Collected data
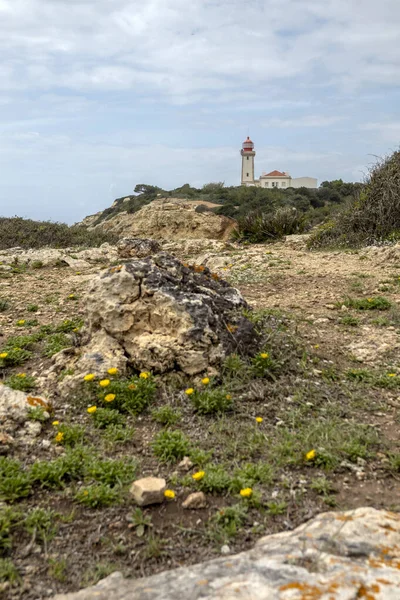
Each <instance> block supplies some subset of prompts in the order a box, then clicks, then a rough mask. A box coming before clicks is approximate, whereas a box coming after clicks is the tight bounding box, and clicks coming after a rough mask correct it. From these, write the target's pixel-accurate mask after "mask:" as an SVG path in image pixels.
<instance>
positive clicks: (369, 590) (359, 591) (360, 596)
mask: <svg viewBox="0 0 400 600" xmlns="http://www.w3.org/2000/svg"><path fill="white" fill-rule="evenodd" d="M371 592H373V590H372V587H371V588H367V587H365V585H362V586H361V587H360V588H359V589H358V592H357V596H356V598H364V600H376V596H375V595H374V594H373V593H371ZM378 592H379V586H378Z"/></svg>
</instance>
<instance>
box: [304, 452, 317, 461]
mask: <svg viewBox="0 0 400 600" xmlns="http://www.w3.org/2000/svg"><path fill="white" fill-rule="evenodd" d="M315 455H316V452H315V450H310V452H307V454H306V460H313V458H315Z"/></svg>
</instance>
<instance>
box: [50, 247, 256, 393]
mask: <svg viewBox="0 0 400 600" xmlns="http://www.w3.org/2000/svg"><path fill="white" fill-rule="evenodd" d="M246 307H247V308H248V306H247V304H246V302H245V301H244V299H243V297H242V296H241V294H240V293H239V292H238V291H237V290H236V289H235V288H233V287H232V286H230V285H229V284H228V283H227V282H226V281H223V280H221V279H220V278H219V277H218V276H217V275H215V274H213V273H211V272H210V271H209V270H208V269H207V268H205V267H189V266H188V265H185V264H183V263H181V262H179V261H178V260H177V259H176V258H175V257H173V256H171V255H169V254H166V253H165V252H160V253H159V254H157V255H155V256H154V257H152V258H151V257H148V258H145V259H143V260H133V261H131V262H127V263H125V264H124V265H119V266H114V267H111V268H109V269H107V270H106V271H103V272H101V273H100V274H99V275H97V276H96V277H95V278H94V279H93V281H92V283H91V285H90V288H89V290H88V294H87V297H86V312H87V320H86V321H87V327H86V333H85V334H84V342H85V343H84V345H83V346H82V347H80V348H76V349H75V355H74V356H72V357H71V356H70V354H67V355H65V354H64V355H62V356H61V359H62V360H61V365H62V366H63V367H64V368H65V367H67V368H69V369H71V368H72V369H74V376H72V377H73V378H78V379H80V378H81V374H82V373H85V372H86V373H87V372H93V373H96V374H99V375H101V374H102V373H104V372H105V371H106V369H107V368H109V367H110V366H116V367H118V368H120V369H123V367H124V365H123V361H126V360H127V361H128V362H129V363H130V364H131V365H132V366H133V367H134V368H136V369H139V370H151V371H153V372H155V373H167V372H170V371H182V372H184V373H186V374H190V375H194V374H196V373H201V372H203V371H205V370H207V369H209V368H213V367H214V368H217V369H218V367H219V366H220V365H221V362H222V361H223V359H224V358H225V356H226V355H227V354H228V353H231V352H239V353H244V354H246V353H254V351H255V349H256V348H257V342H258V337H257V334H256V332H255V329H254V326H253V324H252V323H251V322H250V321H249V320H248V319H247V318H245V317H244V316H243V315H242V312H243V309H244V308H246ZM65 358H66V359H67V361H69V362H67V365H68V366H67V365H66V363H65ZM56 360H59V359H58V357H57V358H56ZM59 362H60V361H59ZM59 366H60V365H59ZM70 381H71V379H70V377H66V378H65V379H64V380H63V382H62V383H61V384H60V385H61V387H63V386H64V385H68V383H69V382H70Z"/></svg>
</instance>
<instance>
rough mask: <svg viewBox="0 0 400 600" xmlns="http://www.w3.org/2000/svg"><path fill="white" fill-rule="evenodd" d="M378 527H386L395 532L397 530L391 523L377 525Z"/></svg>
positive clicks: (387, 528) (386, 528)
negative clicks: (388, 524) (389, 524)
mask: <svg viewBox="0 0 400 600" xmlns="http://www.w3.org/2000/svg"><path fill="white" fill-rule="evenodd" d="M378 527H381V528H382V529H388V530H389V531H395V532H396V531H397V529H395V528H394V527H392V526H391V525H387V524H385V525H378ZM387 533H388V532H387Z"/></svg>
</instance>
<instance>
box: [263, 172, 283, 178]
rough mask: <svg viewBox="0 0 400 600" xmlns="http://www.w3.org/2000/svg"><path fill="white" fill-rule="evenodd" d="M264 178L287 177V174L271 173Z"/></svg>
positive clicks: (267, 174) (280, 172)
mask: <svg viewBox="0 0 400 600" xmlns="http://www.w3.org/2000/svg"><path fill="white" fill-rule="evenodd" d="M264 177H287V174H286V173H281V172H280V171H271V173H267V174H266V175H264Z"/></svg>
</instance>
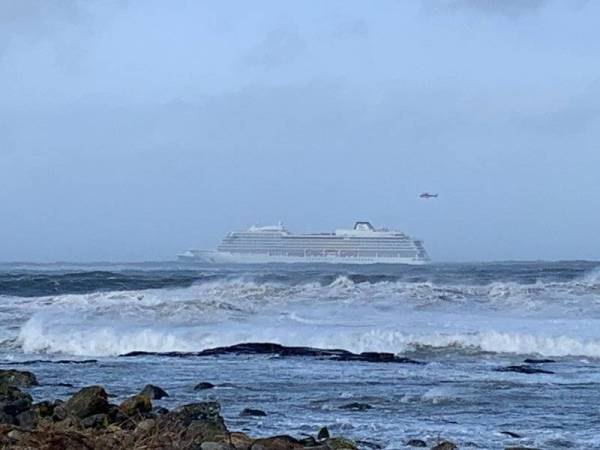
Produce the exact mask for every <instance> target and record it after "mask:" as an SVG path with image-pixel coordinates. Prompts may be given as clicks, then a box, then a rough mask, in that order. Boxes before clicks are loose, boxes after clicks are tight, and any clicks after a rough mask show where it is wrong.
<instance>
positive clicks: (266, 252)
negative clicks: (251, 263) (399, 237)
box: [235, 250, 416, 258]
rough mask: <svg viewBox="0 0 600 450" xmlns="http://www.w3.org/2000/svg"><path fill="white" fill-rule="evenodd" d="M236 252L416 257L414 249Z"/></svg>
mask: <svg viewBox="0 0 600 450" xmlns="http://www.w3.org/2000/svg"><path fill="white" fill-rule="evenodd" d="M235 253H242V254H252V255H269V256H301V257H309V256H340V257H361V256H365V257H388V258H400V257H414V256H415V255H416V253H415V252H414V251H368V250H361V251H349V250H339V251H331V250H329V251H328V250H321V251H319V250H306V251H276V250H270V251H264V250H262V251H261V250H237V251H235Z"/></svg>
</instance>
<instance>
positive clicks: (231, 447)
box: [200, 441, 236, 450]
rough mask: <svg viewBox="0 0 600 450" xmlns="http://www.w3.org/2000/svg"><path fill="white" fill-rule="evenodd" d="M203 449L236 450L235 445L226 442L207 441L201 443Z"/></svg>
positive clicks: (200, 444)
mask: <svg viewBox="0 0 600 450" xmlns="http://www.w3.org/2000/svg"><path fill="white" fill-rule="evenodd" d="M200 449H201V450H236V449H235V447H233V446H231V445H229V444H228V443H226V442H212V441H206V442H203V443H202V444H200Z"/></svg>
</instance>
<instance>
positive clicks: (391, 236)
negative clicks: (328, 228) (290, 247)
mask: <svg viewBox="0 0 600 450" xmlns="http://www.w3.org/2000/svg"><path fill="white" fill-rule="evenodd" d="M228 239H232V240H234V239H236V240H237V239H254V240H267V239H281V240H286V241H298V240H308V241H314V240H323V239H333V240H336V241H340V240H351V241H354V240H361V239H364V240H369V241H378V240H381V241H393V240H398V239H410V238H409V237H408V236H406V235H397V236H369V237H365V236H332V235H327V236H318V235H316V236H282V235H280V234H269V235H264V236H257V235H255V234H245V235H238V234H235V235H233V236H227V237H226V238H225V240H228Z"/></svg>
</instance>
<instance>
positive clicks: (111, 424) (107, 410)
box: [0, 371, 358, 450]
mask: <svg viewBox="0 0 600 450" xmlns="http://www.w3.org/2000/svg"><path fill="white" fill-rule="evenodd" d="M15 372H16V371H11V373H10V374H6V376H5V377H2V372H1V371H0V448H10V449H22V450H25V449H34V448H35V449H45V450H58V449H61V450H63V449H64V450H84V449H90V450H91V449H98V450H100V449H102V450H117V449H167V450H175V449H183V450H188V449H189V450H303V449H306V448H312V449H313V450H317V449H318V450H357V448H358V447H357V445H356V443H354V442H353V441H351V440H348V439H345V438H343V437H331V436H329V433H328V432H327V433H325V432H323V430H321V432H320V433H319V434H318V435H317V436H315V437H308V438H307V437H303V438H302V439H301V440H300V439H297V438H295V437H292V436H287V435H281V436H271V437H266V438H255V437H250V436H248V435H247V434H245V433H240V432H234V431H230V430H228V429H227V427H226V426H225V421H224V420H223V417H222V416H221V408H220V405H219V404H218V403H217V402H213V401H204V402H198V403H190V404H187V405H183V406H180V407H178V408H176V409H173V410H170V411H169V410H167V409H166V408H156V407H153V405H152V398H151V397H156V396H157V393H162V392H164V391H162V390H159V389H160V388H158V386H152V387H151V388H148V386H146V387H145V388H144V389H142V391H141V392H140V393H138V394H136V395H133V396H131V397H129V398H126V399H125V400H124V401H122V402H121V403H120V404H118V405H117V404H112V403H110V401H109V399H110V396H109V395H108V394H107V392H106V390H105V389H104V388H103V387H102V386H88V387H85V388H83V389H80V390H79V391H78V392H76V393H75V394H74V395H73V396H71V398H69V399H68V400H66V401H61V400H53V401H42V402H38V403H34V402H33V401H32V398H31V396H30V395H29V394H28V393H26V392H22V391H21V389H20V387H23V385H34V384H35V383H34V382H33V380H34V378H31V377H30V376H29V374H25V375H23V376H22V377H21V375H19V373H15ZM317 431H318V428H315V433H316V432H317Z"/></svg>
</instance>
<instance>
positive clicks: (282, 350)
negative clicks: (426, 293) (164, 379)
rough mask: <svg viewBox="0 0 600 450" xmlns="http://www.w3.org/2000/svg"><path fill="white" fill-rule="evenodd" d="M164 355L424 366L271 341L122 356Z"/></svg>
mask: <svg viewBox="0 0 600 450" xmlns="http://www.w3.org/2000/svg"><path fill="white" fill-rule="evenodd" d="M148 355H152V356H165V357H172V358H194V357H195V358H198V357H206V356H225V355H276V356H280V357H311V358H324V359H332V360H334V361H362V362H376V363H401V364H424V363H423V362H421V361H416V360H413V359H411V358H405V357H400V356H396V355H394V354H393V353H376V352H364V353H360V354H357V353H352V352H349V351H347V350H342V349H323V348H314V347H287V346H284V345H280V344H274V343H270V342H249V343H245V344H236V345H231V346H229V347H216V348H211V349H207V350H203V351H201V352H164V353H156V352H139V351H137V352H129V353H125V354H123V355H120V356H121V357H137V356H148Z"/></svg>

Exercise requirements
Above are the entries; count how many of their lines contain the word "target" and give only that number.

Written reply
2